» **Extrait choisi**
↓

Quelques images de ce marché sympathique où l'on arrive en voiture à cheval typique de la région ou en Dacia Logan pick-up (Renault fait construire ces voitures en Roumanie depuis 2004).Autre grand marché visité le lendemain, celui de Radauti, qui est une ville située au nord-est de la Bucovine. Un acte officiel la mentionne en juillet 1413. Mais déjà au Moyen-Age c'était une ville prospère, avec le privilège d'avoir des marchés pour les échanges commerciaux entre les habitants des plaines et ceux des montagnes.C'est intéressant de voir le coût de la vie, le prix du kilo de carottes ou de pommes de terre en raconte davantage sur les difficultés économiques que n'importe quel article de journal.

Grand marché que celui de Radauti ! Il y a aussi un grand marché couvert pour les fruits et légumes, le fromage et la viande, bien modernisé et très propre, depuis mon voyage en 2006. J'y ai même rencontré la même marchande de fromage !Le rayon fromage modernisé et la vendeuse de 2006 au fond le foulard sur la tête...
Graines d'épinards et de salade, haricots et courge, tout pour faire un beau jardin potager.

samedi 14 mai 2011

Le mémorial des victimes du communisme à Sighet

Voyager, c'est rencontrer. Pour notre petit groupe cela a été aussi d'écrire sur ces rencontres, de mettre sur le papier nos impressions, nos sensations, nos sentiments, notre imaginaire aussi. La visite du mémorial des victimes du communisme a été pour ma part un moment intense, douloureux, physiquement pénible, à imaginer ce qu'un peuple, dont on voulait enlever la mémoire, a pu vivre il n'y a pas si longtemps (jusqu'en 1989 !). Le musée a été terminé en 2000, tout beau, tout propre, reblanchi, mais on peut encore avec peu d'imagination, le revoir noirci d'humidité et de moisissures, avec des cellules glaciales où croupissaient des intellectuels brillants, des personnalités religieuses, des syndicalistes, des hommes et des femmes, des mères avec leurs enfants.La salle où on peut lire les explications sur la répression au niveau religieux.

↑

» **Support d'exercice**

↓

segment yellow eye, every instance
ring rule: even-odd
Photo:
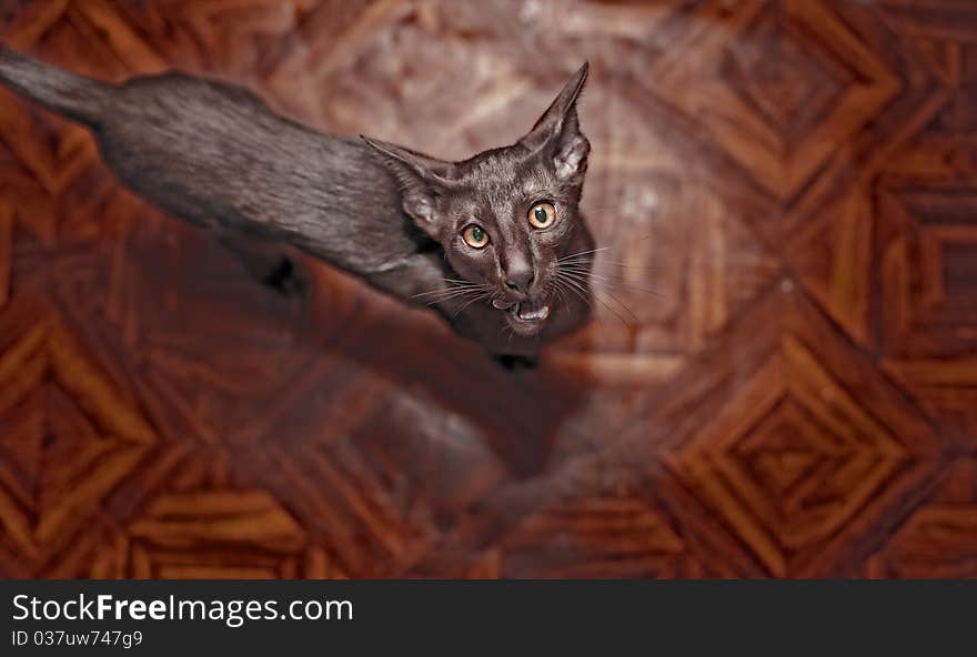
[[[488,244],[488,233],[480,225],[472,224],[462,233],[465,244],[472,249],[484,249]]]
[[[556,223],[556,208],[553,203],[536,203],[530,208],[530,224],[536,229],[548,229]]]

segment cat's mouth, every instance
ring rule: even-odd
[[[520,335],[535,335],[550,316],[550,304],[542,299],[524,299],[511,304],[495,304],[505,312],[510,326]]]

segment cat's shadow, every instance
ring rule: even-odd
[[[512,476],[532,477],[555,465],[551,456],[558,451],[561,428],[573,422],[590,395],[584,377],[557,366],[545,353],[537,362],[493,357],[454,334],[433,312],[406,311],[359,283],[342,284],[355,285],[365,299],[338,342],[323,348],[338,350],[393,383],[397,394],[423,398],[431,413],[463,417]],[[313,292],[304,303],[313,327],[334,324],[328,300],[315,299]]]

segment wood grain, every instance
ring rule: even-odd
[[[587,58],[594,321],[506,373],[308,299],[0,90],[0,575],[977,576],[977,6],[43,0],[13,47],[179,68],[462,158]]]

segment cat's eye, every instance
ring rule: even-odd
[[[540,202],[530,208],[530,224],[535,229],[548,229],[556,223],[553,203]]]
[[[479,224],[472,224],[462,233],[465,244],[472,249],[484,249],[488,244],[488,233]]]

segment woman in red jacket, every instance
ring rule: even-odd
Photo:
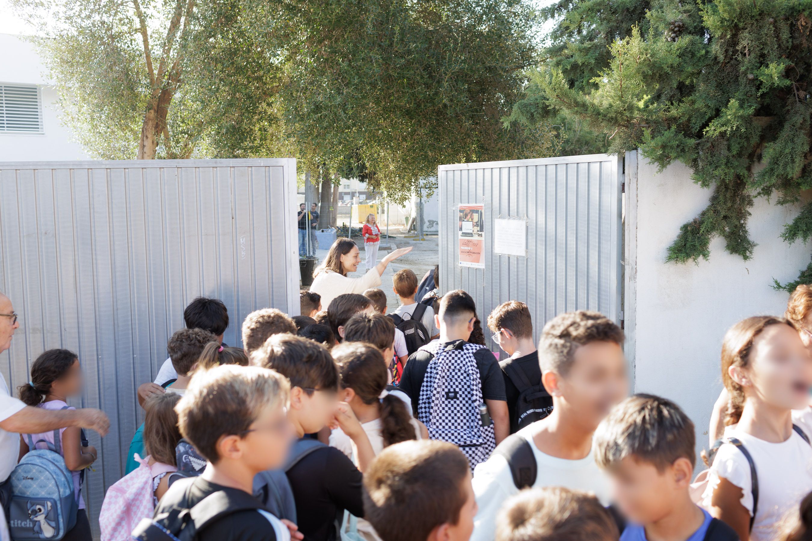
[[[374,267],[378,261],[378,245],[381,242],[381,230],[375,221],[374,214],[367,215],[361,234],[364,235],[364,251],[366,254],[366,268],[369,270]]]

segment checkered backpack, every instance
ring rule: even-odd
[[[473,470],[496,447],[494,425],[483,427],[479,414],[482,385],[473,354],[484,346],[466,342],[461,348],[441,349],[439,342],[433,344],[429,346],[434,357],[420,388],[417,419],[432,440],[459,447]]]

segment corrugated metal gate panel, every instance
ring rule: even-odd
[[[440,165],[442,290],[470,293],[483,325],[499,303],[526,303],[537,338],[564,311],[620,321],[622,177],[622,160],[606,154]],[[485,205],[485,269],[459,266],[456,213],[465,204]],[[527,217],[528,257],[494,253],[500,215]]]
[[[97,535],[144,412],[137,386],[166,359],[198,295],[249,312],[299,313],[293,159],[0,163],[0,291],[20,328],[0,370],[12,393],[42,351],[79,354],[85,396],[110,418],[85,499]]]

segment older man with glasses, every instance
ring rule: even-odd
[[[19,328],[18,319],[11,299],[0,293],[0,355],[11,347],[14,332]],[[11,490],[8,477],[19,454],[18,434],[39,434],[64,427],[89,428],[105,436],[110,419],[103,411],[92,408],[52,411],[26,406],[11,396],[0,372],[0,503],[6,517]]]

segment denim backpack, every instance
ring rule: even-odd
[[[59,431],[54,444],[38,449],[28,435],[28,451],[11,472],[9,524],[15,541],[58,541],[76,523],[79,504],[73,492],[73,474],[59,453]]]

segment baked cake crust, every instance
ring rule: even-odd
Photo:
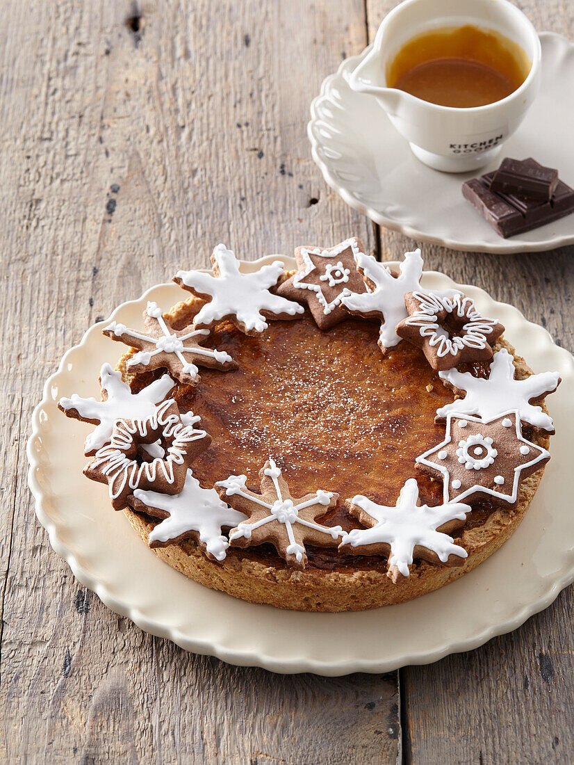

↑

» **Consignes et exercices**
[a] Recopiez à l'identique les rangées, de la ligne qui contient « segment older man » jusqu'à la dernière rangée incluse, sans reproduire les images.
[b] Donnez la suite du récit de voyage en Roumanie, à partir de l'endroit où il s'arrête.
L'extrait et les rangées n'ont aucun lien entre eux.

» **Réponses**
[a]
segment older man with glasses, every instance
ring rule: even-odd
[[[19,328],[18,319],[11,299],[0,293],[0,355],[11,347],[14,332]],[[11,490],[8,477],[19,454],[18,434],[39,434],[64,427],[89,428],[105,436],[110,419],[103,411],[92,408],[52,411],[26,406],[11,396],[0,372],[0,503],[6,517]]]

segment denim backpack, every instance
ring rule: even-odd
[[[59,431],[54,444],[38,449],[28,435],[28,451],[11,472],[9,524],[15,541],[58,541],[76,523],[79,504],[73,492],[73,474],[59,453]]]

segment baked cake crust, every instance
ring rule: even-odd
Photo:

[b]
"La prison de Sighet a été bâtie en 1897 par les autorités austro-hongroises, à l’occasion de l’anniversaire du « premier millénaire hongrois ». Après 1918 elle a fonctionné en tant que prison de droit commun. Après 1945, c’est par Sighet que se faisait le rapatriement des anciens prisonniers et des anciens déportés dans l’URSS. En août 1948, elle devient un lieu de détention pour un groupe d’étudiants, d’élèves et de paysans de Maramures, dont certains vivent encore de nos jours, à Sighet. Le 5 et 6 mai 1950, plus d’une centaine de notables venant de tout le pays – des anciens ministres, académiciens, économistes, militaires, historiens, journalistes, politiciens – ont été emprisonnés à Sighet. Certains d’entre eux étaient condamnés à des peines sévères, tandis que d’autres n’avaient même pas été jugés. La plupart d’entre eux avaient dépassé le cap de la soixantaine." (Texte du site officiel).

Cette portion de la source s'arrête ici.